Dataset items
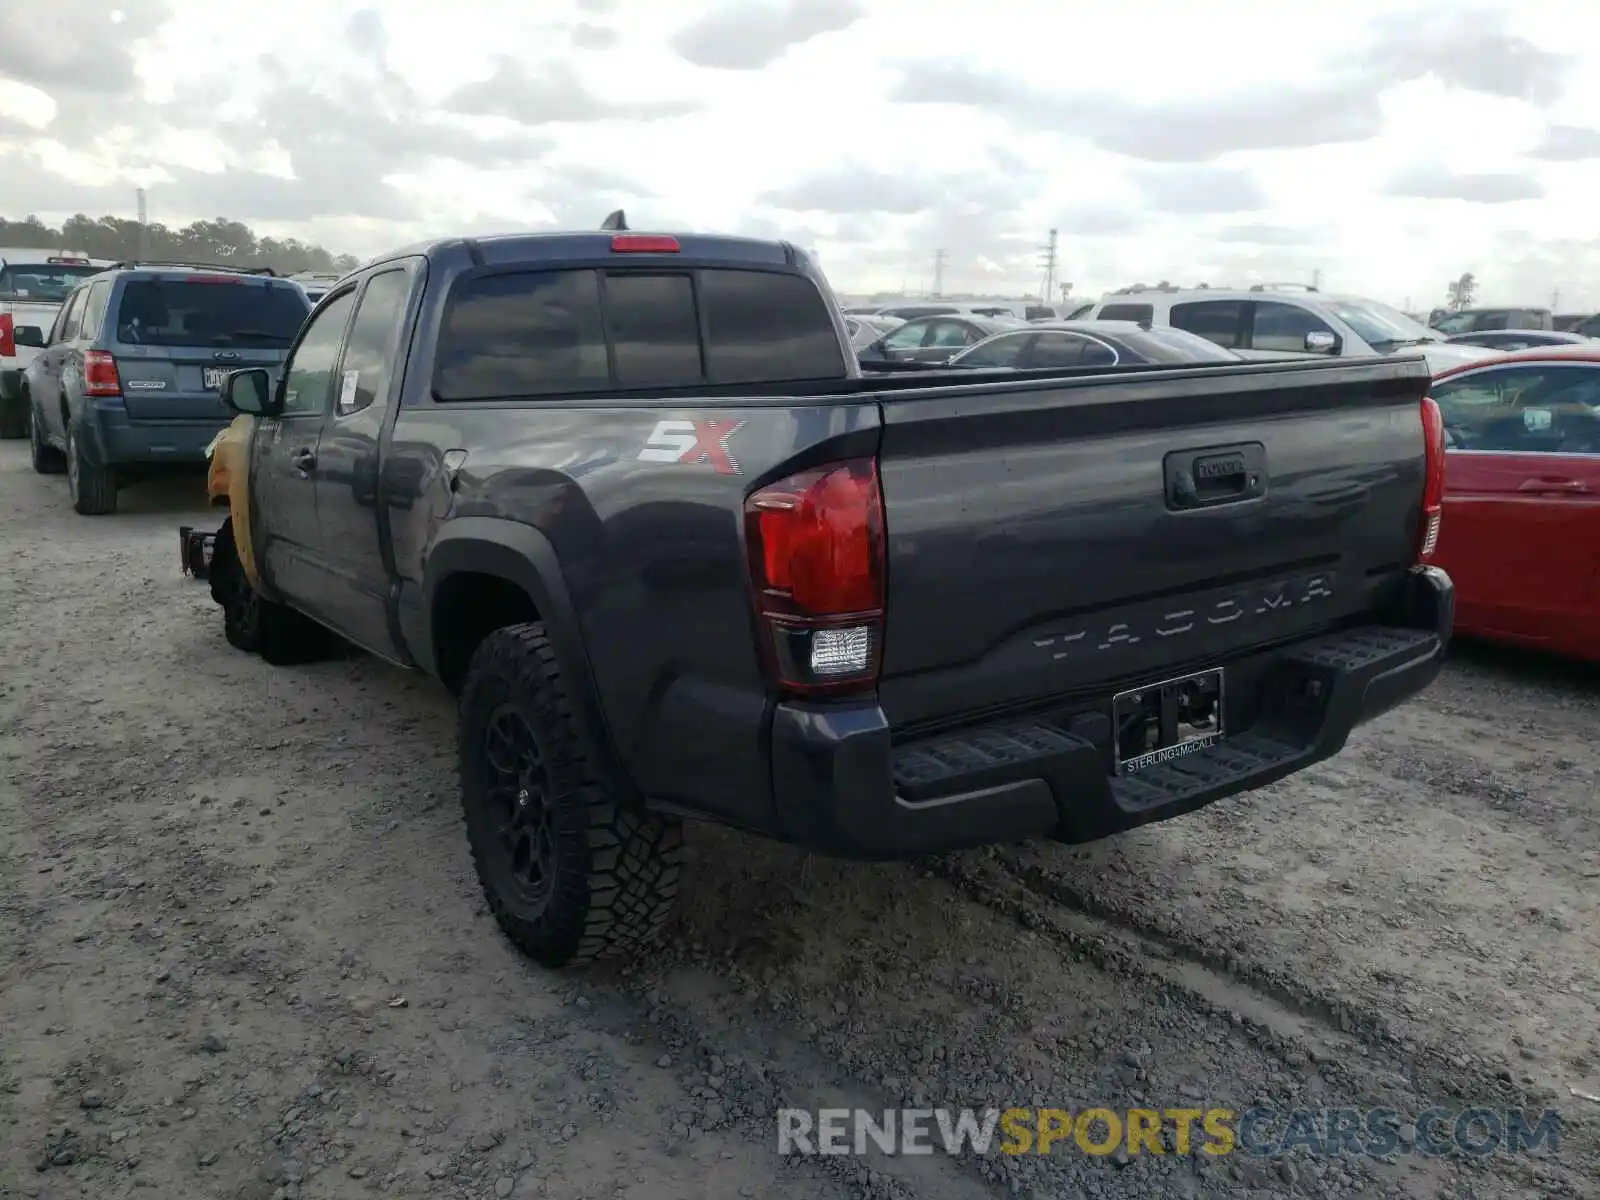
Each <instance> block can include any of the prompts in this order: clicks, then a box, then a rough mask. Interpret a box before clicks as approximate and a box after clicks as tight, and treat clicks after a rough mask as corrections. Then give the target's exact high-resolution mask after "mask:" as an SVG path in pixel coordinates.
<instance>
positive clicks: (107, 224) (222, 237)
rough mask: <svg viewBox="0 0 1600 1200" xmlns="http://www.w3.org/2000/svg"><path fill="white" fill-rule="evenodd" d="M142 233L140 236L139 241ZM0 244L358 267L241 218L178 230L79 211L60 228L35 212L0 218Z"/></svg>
mask: <svg viewBox="0 0 1600 1200" xmlns="http://www.w3.org/2000/svg"><path fill="white" fill-rule="evenodd" d="M141 232H142V240H141ZM0 246H14V248H18V250H21V248H27V250H50V251H62V250H66V251H70V253H82V254H88V256H90V258H106V259H133V258H139V256H141V254H142V256H144V258H147V259H168V261H179V262H219V264H226V266H234V267H272V269H274V270H277V272H278V274H280V275H290V274H294V272H298V270H315V272H341V274H342V272H346V270H354V269H355V267H358V266H360V259H357V258H355V256H354V254H334V253H333V251H330V250H323V248H322V246H314V245H310V243H309V242H301V240H299V238H293V237H286V238H277V237H256V234H254V230H251V227H250V226H246V224H243V222H242V221H227V219H226V218H216V219H213V221H194V222H192V224H187V226H184V227H182V229H168V227H166V226H163V224H158V222H152V224H146V226H142V229H141V226H139V222H138V221H128V219H126V218H120V216H101V218H91V216H85V214H83V213H78V214H77V216H72V218H67V219H66V221H62V222H61V226H59V227H56V226H46V224H45V222H43V221H40V219H38V218H37V216H27V218H24V219H21V221H8V219H5V218H0Z"/></svg>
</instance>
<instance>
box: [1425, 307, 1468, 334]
mask: <svg viewBox="0 0 1600 1200" xmlns="http://www.w3.org/2000/svg"><path fill="white" fill-rule="evenodd" d="M1475 317H1477V314H1474V312H1453V314H1450V315H1448V317H1440V318H1438V320H1437V322H1435V323H1434V328H1435V330H1438V331H1440V333H1472V322H1474V320H1475Z"/></svg>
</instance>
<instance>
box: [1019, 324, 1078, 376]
mask: <svg viewBox="0 0 1600 1200" xmlns="http://www.w3.org/2000/svg"><path fill="white" fill-rule="evenodd" d="M1083 346H1085V341H1083V339H1082V338H1078V336H1075V334H1070V333H1042V334H1038V341H1037V342H1034V352H1032V354H1030V355H1029V357H1027V365H1029V366H1040V368H1043V366H1078V365H1082V362H1083Z"/></svg>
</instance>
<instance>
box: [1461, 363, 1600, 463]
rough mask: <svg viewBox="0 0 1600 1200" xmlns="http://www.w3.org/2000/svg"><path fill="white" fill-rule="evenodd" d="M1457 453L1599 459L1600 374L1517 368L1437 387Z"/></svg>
mask: <svg viewBox="0 0 1600 1200" xmlns="http://www.w3.org/2000/svg"><path fill="white" fill-rule="evenodd" d="M1434 395H1435V398H1437V400H1438V406H1440V411H1442V413H1443V416H1445V434H1446V442H1448V445H1450V446H1451V448H1453V450H1482V451H1518V453H1525V454H1528V453H1534V454H1538V453H1546V454H1597V453H1600V370H1597V368H1594V366H1578V365H1573V366H1515V368H1504V370H1498V371H1482V373H1477V374H1472V376H1466V378H1462V379H1446V381H1445V382H1443V384H1440V386H1438V387H1435V390H1434Z"/></svg>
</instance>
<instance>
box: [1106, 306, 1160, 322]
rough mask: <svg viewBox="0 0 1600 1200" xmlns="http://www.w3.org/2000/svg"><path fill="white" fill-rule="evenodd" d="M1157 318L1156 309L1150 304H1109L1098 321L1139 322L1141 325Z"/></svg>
mask: <svg viewBox="0 0 1600 1200" xmlns="http://www.w3.org/2000/svg"><path fill="white" fill-rule="evenodd" d="M1154 318H1155V309H1154V307H1150V306H1149V304H1107V306H1106V307H1102V309H1101V310H1099V314H1098V317H1096V320H1102V322H1139V323H1141V325H1142V323H1146V322H1150V320H1154Z"/></svg>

## Problem statement
Would you copy out each line of the records above where the word "clicks" occurs?

## Answer for this exercise
Each <instance> block can include any of the prompts in this order: clicks, then a box, then a rough mask. Interpret a box before clicks as approximate and a box after clicks as tight, and treat clicks after a rough mask as corrections. Then give the target's exact high-resolution mask after "mask:" as an SVG path in pixel coordinates.
positive clicks: (107, 224) (222, 237)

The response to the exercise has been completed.